To do: Render every line of the listing below as a JSON array of strings, one string per line, with blank lines omitted.

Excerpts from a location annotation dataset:
···

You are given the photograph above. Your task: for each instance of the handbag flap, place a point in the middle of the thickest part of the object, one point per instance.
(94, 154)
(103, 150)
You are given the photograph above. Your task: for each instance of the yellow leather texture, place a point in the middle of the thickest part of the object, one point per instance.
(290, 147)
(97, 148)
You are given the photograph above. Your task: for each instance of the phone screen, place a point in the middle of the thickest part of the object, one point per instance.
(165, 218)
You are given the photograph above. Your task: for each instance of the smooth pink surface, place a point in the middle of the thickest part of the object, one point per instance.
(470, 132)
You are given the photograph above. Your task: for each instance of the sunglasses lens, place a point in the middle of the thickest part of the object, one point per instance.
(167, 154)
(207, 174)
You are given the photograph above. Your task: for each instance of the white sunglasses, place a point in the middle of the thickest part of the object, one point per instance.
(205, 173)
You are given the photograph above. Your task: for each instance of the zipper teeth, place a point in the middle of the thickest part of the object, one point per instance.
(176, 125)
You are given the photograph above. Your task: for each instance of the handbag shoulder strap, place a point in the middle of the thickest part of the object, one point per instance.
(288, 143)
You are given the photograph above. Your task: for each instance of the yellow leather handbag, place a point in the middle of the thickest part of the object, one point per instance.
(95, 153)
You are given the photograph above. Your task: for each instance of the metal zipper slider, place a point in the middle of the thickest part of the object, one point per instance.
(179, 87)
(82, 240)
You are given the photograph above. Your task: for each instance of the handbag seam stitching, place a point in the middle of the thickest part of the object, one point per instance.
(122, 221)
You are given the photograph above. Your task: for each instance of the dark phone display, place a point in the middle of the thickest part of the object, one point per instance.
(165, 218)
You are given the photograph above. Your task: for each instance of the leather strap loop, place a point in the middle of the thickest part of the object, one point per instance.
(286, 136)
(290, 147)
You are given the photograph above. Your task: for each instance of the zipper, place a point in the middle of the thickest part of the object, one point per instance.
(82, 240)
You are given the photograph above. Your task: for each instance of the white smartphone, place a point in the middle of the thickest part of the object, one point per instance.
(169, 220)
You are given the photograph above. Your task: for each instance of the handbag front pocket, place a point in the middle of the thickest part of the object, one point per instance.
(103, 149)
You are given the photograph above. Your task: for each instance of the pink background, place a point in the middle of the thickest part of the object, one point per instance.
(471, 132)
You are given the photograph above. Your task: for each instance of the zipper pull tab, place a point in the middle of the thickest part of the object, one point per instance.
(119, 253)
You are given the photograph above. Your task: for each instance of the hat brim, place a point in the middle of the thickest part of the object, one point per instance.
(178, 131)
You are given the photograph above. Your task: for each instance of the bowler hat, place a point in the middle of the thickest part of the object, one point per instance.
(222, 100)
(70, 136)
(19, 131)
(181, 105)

···

Written reply:
[
  "You are given the photograph above. Your task: for each instance of the handbag flap, place a point in the middle of the thickest part of the object, one point per instance.",
  "(94, 154)",
  "(103, 150)",
  "You are given the photograph above. Your task: for each instance of the yellow leather texture, place a point in the middle of the thickest part of the object, one point per instance.",
  "(290, 147)",
  "(97, 148)",
  "You are given the photograph above. Your task: for each instance of the phone screen, place a point in the middle of the thickest part of the object, one point per instance.",
  "(165, 218)",
  "You are given the photograph above. Your task: for each instance of the smooth pink surface, place a point in the middle of the thickest part of the object, one point per instance.",
  "(470, 132)",
  "You are given the photograph above. Your task: for each instance of the sunglasses lens, place a point in the middle of the thickest part of the object, one point per instance.",
  "(167, 154)",
  "(207, 174)",
  "You are given the photograph above. Your task: for each instance of the white sunglasses, place a point in the middle of the thickest part of the object, one point per instance.",
  "(205, 173)",
  "You are given the photograph above. Your task: for each instance of the zipper teeth, place a point in the middle of the thickest part of the object, one point per instance.",
  "(176, 125)",
  "You are given the photograph above. Your task: for each instance of the handbag shoulder strap, place a point in the middle of the thickest part of the object, one point per instance.",
  "(288, 143)",
  "You are given the photograph above. Your task: for each instance of the yellow leather handbag, place a point in the middle of the thickest part of the object, one point per instance.",
  "(95, 153)",
  "You are given the photograph above. Your task: for each instance of the metal zipper slider, place a point in the middle of the thickest part of the object, one point per instance.",
  "(179, 87)",
  "(82, 240)",
  "You are given the photograph above. Your task: for each instance of the handbag seam stitching, place a point in the middle of the thickest part of the object, one point per instance.",
  "(122, 221)",
  "You are given the photograph above. Your task: for each instance of the dark phone display, place a point in the middle of the thickest part of the object, one point per instance.",
  "(165, 218)",
  "You are given the photograph above. Your task: for each instance of the leather strap loop, place a point in the middle of the thickest part of the object, one point per instance.",
  "(286, 136)",
  "(290, 147)",
  "You are given the photograph above. Your task: for each instance of the zipper, place a point in the middle of the thickest part of the object, one point per instance.",
  "(82, 240)",
  "You are given the photograph above. Your task: for each instance of the white smartphone, place a point in the middle of the thickest part of the object, one point per instance.",
  "(169, 220)",
  "You are given the photograph above. Your task: for each instance of the handbag front pocket, place a point in the middle of the thickest part of the object, one point per instance.",
  "(103, 149)",
  "You are given the photograph above. Your task: for each instance of the pink background, place a point in the middle of the thickest part of the object, one point per instance.",
  "(471, 132)",
  "You are given the photograph above. Your task: for each instance of the zipper pull tab, place a point in the middle of the thickest part of the object, one point per instance.",
  "(119, 253)",
  "You are given the photograph above. Your task: for each instance of the hat brim, place a point in the middle of the thickest part of the object, one point per instance.",
  "(178, 131)",
  "You are given the photograph above. Your task: for each instance of the bowler hat, place a point in the middle of the thickest part of the object, one point per instance.",
  "(222, 100)",
  "(70, 136)",
  "(19, 131)",
  "(181, 105)"
]